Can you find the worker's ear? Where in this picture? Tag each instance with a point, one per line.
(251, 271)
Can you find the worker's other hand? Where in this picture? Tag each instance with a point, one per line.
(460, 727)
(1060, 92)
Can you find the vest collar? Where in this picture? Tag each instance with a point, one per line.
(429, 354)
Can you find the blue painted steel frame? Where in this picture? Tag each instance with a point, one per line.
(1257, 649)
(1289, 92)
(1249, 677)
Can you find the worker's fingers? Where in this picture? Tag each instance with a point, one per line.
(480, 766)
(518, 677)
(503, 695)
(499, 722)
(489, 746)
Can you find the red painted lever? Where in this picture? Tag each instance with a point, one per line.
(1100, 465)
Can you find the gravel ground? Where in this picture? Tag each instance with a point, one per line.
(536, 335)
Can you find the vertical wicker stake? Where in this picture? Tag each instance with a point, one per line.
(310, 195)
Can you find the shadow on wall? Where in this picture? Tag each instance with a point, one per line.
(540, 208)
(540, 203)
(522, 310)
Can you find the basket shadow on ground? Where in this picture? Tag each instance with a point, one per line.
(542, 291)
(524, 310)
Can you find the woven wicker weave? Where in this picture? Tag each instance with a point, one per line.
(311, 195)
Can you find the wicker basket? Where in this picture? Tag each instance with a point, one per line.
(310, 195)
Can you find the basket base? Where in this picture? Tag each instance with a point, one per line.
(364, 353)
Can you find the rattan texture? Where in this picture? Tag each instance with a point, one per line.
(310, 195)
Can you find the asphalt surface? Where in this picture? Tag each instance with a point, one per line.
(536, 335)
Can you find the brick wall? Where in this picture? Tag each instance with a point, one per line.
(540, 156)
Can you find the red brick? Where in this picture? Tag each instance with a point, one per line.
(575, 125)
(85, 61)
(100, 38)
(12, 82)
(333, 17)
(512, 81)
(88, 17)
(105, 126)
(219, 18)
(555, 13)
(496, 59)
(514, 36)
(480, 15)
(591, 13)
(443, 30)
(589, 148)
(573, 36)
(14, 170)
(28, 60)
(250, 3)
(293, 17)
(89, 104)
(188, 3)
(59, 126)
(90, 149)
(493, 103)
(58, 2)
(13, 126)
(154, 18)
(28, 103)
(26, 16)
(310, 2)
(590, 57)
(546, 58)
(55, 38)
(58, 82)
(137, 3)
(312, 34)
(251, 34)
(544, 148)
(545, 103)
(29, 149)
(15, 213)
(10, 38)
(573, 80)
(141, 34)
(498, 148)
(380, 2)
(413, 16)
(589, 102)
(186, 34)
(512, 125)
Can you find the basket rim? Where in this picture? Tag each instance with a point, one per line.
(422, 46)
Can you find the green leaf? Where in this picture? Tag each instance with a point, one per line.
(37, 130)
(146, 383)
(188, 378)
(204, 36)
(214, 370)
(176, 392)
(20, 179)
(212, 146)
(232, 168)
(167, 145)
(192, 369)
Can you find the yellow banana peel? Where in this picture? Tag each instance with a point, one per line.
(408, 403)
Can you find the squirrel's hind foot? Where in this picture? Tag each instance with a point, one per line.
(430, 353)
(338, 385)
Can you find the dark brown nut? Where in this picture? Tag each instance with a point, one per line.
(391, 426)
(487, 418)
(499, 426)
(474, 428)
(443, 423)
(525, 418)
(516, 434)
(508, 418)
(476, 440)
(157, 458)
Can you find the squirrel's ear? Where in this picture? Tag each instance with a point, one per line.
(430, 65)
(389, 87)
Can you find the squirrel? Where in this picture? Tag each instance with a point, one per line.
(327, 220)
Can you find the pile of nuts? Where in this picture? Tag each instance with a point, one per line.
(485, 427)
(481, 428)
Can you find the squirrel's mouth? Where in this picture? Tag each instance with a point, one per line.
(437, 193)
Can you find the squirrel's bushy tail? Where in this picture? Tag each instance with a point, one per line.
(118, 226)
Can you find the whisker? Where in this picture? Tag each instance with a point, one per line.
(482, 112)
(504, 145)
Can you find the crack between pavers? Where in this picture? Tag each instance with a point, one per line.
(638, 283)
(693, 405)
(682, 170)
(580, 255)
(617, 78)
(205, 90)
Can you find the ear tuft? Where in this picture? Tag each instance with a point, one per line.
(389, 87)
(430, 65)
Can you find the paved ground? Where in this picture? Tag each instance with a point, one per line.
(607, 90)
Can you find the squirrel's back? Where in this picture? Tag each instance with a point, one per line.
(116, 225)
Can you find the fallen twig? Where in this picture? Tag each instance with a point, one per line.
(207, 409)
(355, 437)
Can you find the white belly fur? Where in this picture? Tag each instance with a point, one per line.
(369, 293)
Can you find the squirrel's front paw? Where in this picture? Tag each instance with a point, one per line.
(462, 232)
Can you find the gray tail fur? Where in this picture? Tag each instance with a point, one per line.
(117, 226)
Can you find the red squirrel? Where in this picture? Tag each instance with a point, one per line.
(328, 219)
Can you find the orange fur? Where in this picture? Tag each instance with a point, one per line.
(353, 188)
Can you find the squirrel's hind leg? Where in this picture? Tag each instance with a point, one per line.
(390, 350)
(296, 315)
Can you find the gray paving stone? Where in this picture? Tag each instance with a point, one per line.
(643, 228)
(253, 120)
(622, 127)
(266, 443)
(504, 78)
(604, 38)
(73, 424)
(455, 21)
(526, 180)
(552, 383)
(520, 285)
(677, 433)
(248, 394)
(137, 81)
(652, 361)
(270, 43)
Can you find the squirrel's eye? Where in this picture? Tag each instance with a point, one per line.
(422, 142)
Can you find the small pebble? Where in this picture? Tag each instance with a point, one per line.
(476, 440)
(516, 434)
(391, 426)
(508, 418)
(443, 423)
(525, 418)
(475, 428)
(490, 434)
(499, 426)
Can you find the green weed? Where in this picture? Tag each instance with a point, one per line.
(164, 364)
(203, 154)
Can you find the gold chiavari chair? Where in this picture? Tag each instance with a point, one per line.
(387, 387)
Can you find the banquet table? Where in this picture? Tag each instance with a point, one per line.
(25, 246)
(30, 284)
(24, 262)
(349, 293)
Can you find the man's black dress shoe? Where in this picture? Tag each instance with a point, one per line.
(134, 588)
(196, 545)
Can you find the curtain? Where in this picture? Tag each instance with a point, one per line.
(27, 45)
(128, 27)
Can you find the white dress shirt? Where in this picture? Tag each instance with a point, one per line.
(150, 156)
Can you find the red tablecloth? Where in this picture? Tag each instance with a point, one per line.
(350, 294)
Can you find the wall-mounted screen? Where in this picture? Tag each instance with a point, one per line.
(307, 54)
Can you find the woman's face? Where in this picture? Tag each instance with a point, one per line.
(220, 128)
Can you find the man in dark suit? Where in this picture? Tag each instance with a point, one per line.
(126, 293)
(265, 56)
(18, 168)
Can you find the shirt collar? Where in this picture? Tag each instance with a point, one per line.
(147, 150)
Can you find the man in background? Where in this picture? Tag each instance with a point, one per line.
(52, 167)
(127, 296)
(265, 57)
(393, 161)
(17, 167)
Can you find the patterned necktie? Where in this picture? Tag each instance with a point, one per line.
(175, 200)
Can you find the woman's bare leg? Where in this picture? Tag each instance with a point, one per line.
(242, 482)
══════════
_What is expected_
Write out every line of the records exactly.

_Right answer_
Can you find the worker's ear? Where in this picture? Tag each instance with a point, one per line.
(251, 271)
Can you find the worker's other hand? Where in this picture? Tag each instance with a point, one per line.
(460, 727)
(1060, 92)
Can you find the vest collar? Where in this picture? Tag each instance with a point, one per line.
(429, 354)
Can you find the blue painted steel frame? Where in this picture? Tag each instance with a point, one per line.
(1257, 649)
(1289, 92)
(1249, 677)
Can you find the worker's fingers? Where in this picture? Tag each instance with a point, one per line.
(480, 766)
(518, 677)
(503, 695)
(499, 722)
(489, 746)
Can you find the red painted lever? Where in this picture? Tag each instance with a point, one per line.
(1100, 465)
Can you find the gravel ground? Where in this picture? Tag each instance with a point, one per line.
(536, 335)
Can you find the vertical wicker stake? Where in this picture? Tag each instance with a point, one per line.
(310, 195)
Can you find the shadow on wall? Where in this picture? Tag each instance with a point, one per line.
(540, 208)
(540, 203)
(522, 310)
Can you find the basket shadow on ground? Where in this picture? Tag each instance with a point, one per line.
(542, 291)
(524, 310)
Can you find the woven wicker weave? Where in this picture? Tag each instance with a point, one per line.
(311, 195)
Can you find the wicker basket? Where in this picture? Tag each instance with a point, one per line.
(310, 195)
Can you find the basket base? Where in this picture? Tag each instance with a point, one per line.
(364, 353)
Can you find the rattan texture? Where in this picture? Tag each instance with a point, one per line.
(310, 195)
Can you find the asphalt surface? Where in this picture? Tag each instance with a point, one per line.
(536, 335)
Can you find the brick wall? Where in this picture? Tag each instance with a point, one per line.
(540, 156)
Can you find the red brick? Where in this picture? Tag each instance with a point, one per line.
(575, 125)
(85, 61)
(100, 38)
(12, 82)
(333, 17)
(512, 81)
(88, 17)
(105, 126)
(219, 18)
(555, 13)
(496, 59)
(514, 36)
(480, 15)
(591, 13)
(443, 30)
(589, 148)
(573, 36)
(14, 170)
(28, 60)
(250, 3)
(293, 17)
(89, 104)
(188, 3)
(59, 126)
(90, 149)
(493, 103)
(58, 2)
(13, 126)
(154, 18)
(28, 103)
(26, 16)
(310, 2)
(590, 57)
(546, 58)
(55, 38)
(58, 82)
(137, 3)
(312, 34)
(251, 34)
(544, 148)
(545, 103)
(29, 149)
(15, 213)
(10, 38)
(573, 80)
(141, 34)
(498, 148)
(380, 2)
(413, 16)
(589, 102)
(186, 34)
(512, 125)
Can you find the basket rim? Where in this picture? Tag each instance with a point, one per line.
(422, 46)
Can you find the green leaf? Where in this picture? Tag each instance with a point, one per line.
(37, 130)
(146, 383)
(188, 378)
(204, 36)
(214, 370)
(176, 392)
(20, 179)
(212, 146)
(232, 168)
(167, 145)
(192, 369)
Can you find the yellow banana peel? Where in this picture? Tag each instance with a point, one per line.
(408, 403)
Can you find the squirrel's hind foot? Where in this picture? Tag each instance with a point, one per line.
(430, 353)
(338, 385)
Can you find the dark brown nut? Where in this picture? Tag each instance with a point, one per line.
(391, 426)
(487, 418)
(499, 426)
(474, 428)
(443, 423)
(525, 418)
(516, 434)
(508, 418)
(476, 440)
(157, 458)
Can you find the squirrel's ear? Where in this picture? Tag each instance with a point, one per line.
(430, 65)
(389, 87)
Can you find the squirrel? Where in this picture? Tag each instance with a point, one per line.
(327, 220)
Can you find the pile of nuts? Where in this picture? Tag each instance with a point, one per line.
(485, 427)
(481, 428)
Can you find the squirrel's mouth? Where in this picture? Tag each instance with a point, one per line.
(437, 193)
Can you find the squirrel's bushy tail? Where in this picture? Tag each instance with a point, one per line.
(118, 226)
Can you find the whisker? Where in this picture? Tag each instance with a point, one per line.
(482, 112)
(504, 145)
Can you find the crack between pavers? Where in this picture? Tag each instance with a point, one per line.
(638, 283)
(693, 405)
(682, 170)
(580, 255)
(617, 78)
(205, 90)
Can you find the ear tuft? Where in this picture? Tag each instance with a point, one per line.
(389, 87)
(430, 65)
Can you find the paved ground? Where in this picture? Tag each instance with a point, one per line.
(607, 90)
Can you find the squirrel's back? Where in this picture? Tag each instance with a point, one per line.
(116, 225)
Can you find the fallen twig? Where in this picture? Tag each instance with a point, one per line.
(207, 409)
(355, 437)
Can you find the white belly fur? Where in this picture? Tag each instance with a point, one per line.
(369, 293)
Can you find the squirrel's front paw? Where in this picture? Tag each instance with a point, one per line.
(462, 232)
Can you find the gray tail fur? Where in this picture? Tag each instance with a point, one per line.
(117, 226)
Can you find the red squirrel? Where in this picture? Tag each instance with a point, one per line.
(328, 219)
Can you find the orange fur? Where in this picture? Tag each instance with a point, one per line.
(353, 188)
Can you find the squirrel's hind leg? Where in this picture? Tag each instance with a point, one per line.
(390, 350)
(296, 315)
Can you find the gray paving stone? Where in this picture? Tag each instance with a point, one per line.
(643, 228)
(253, 120)
(622, 127)
(266, 443)
(504, 78)
(604, 38)
(73, 424)
(455, 21)
(526, 180)
(552, 383)
(520, 285)
(677, 433)
(248, 394)
(137, 81)
(652, 361)
(270, 43)
Can you find the squirrel's eye? Where in this picture? Tag each instance with a point, one per line.
(422, 142)
Can you find the small pebble? Where in this picture? Tag each instance with a point, one per line.
(476, 440)
(516, 434)
(391, 426)
(508, 418)
(443, 423)
(525, 418)
(475, 428)
(490, 434)
(499, 426)
Can you find the green weed? Where in this picture? Tag each instance with a point, one per line.
(164, 364)
(203, 154)
Can you find the gold chiavari chair? Where in this picture? Tag each instance with a point, one per line.
(387, 387)
Can you find the banquet table? Where in this picture? Tag each instance with a point, one per line.
(25, 246)
(30, 284)
(24, 262)
(349, 293)
Can you find the man's black dress shoe? Where in this picture? Tag each instance with a point, one per line.
(134, 588)
(196, 545)
Can you find the curtain? Where in this picture? Tag each instance with a point, one per line.
(27, 45)
(128, 27)
Can you find the white dress shirt? Where in this picture? Tag each instance with a point, one per line.
(150, 156)
Can you find the red tablecloth? Where in this picture? Tag each instance with a point, one per line.
(350, 294)
Can you find the wall-mounted screen? Where in this picture? Tag each instance with a point, one per line.
(307, 54)
Can you find the woman's face? Where in this picture? Tag each instance with a point, one per line.
(220, 128)
Can you find the man in dark suit? Where in this picture? Tag each instance with a point, one per line.
(126, 293)
(265, 56)
(18, 168)
Can you find the shirt collar? Where in this picture? Tag each instance with a point, one per line.
(147, 150)
Can you find the man in background? Where in this picture? Tag each instance with a point, one per line.
(52, 167)
(127, 296)
(265, 57)
(393, 161)
(17, 167)
Can you find the patterned necktie? Where in this picture? Tag each instance with a point, one per line.
(175, 200)
Can you find the woman's bare leg? Where in this picture? Tag each instance with a point, one per line.
(242, 482)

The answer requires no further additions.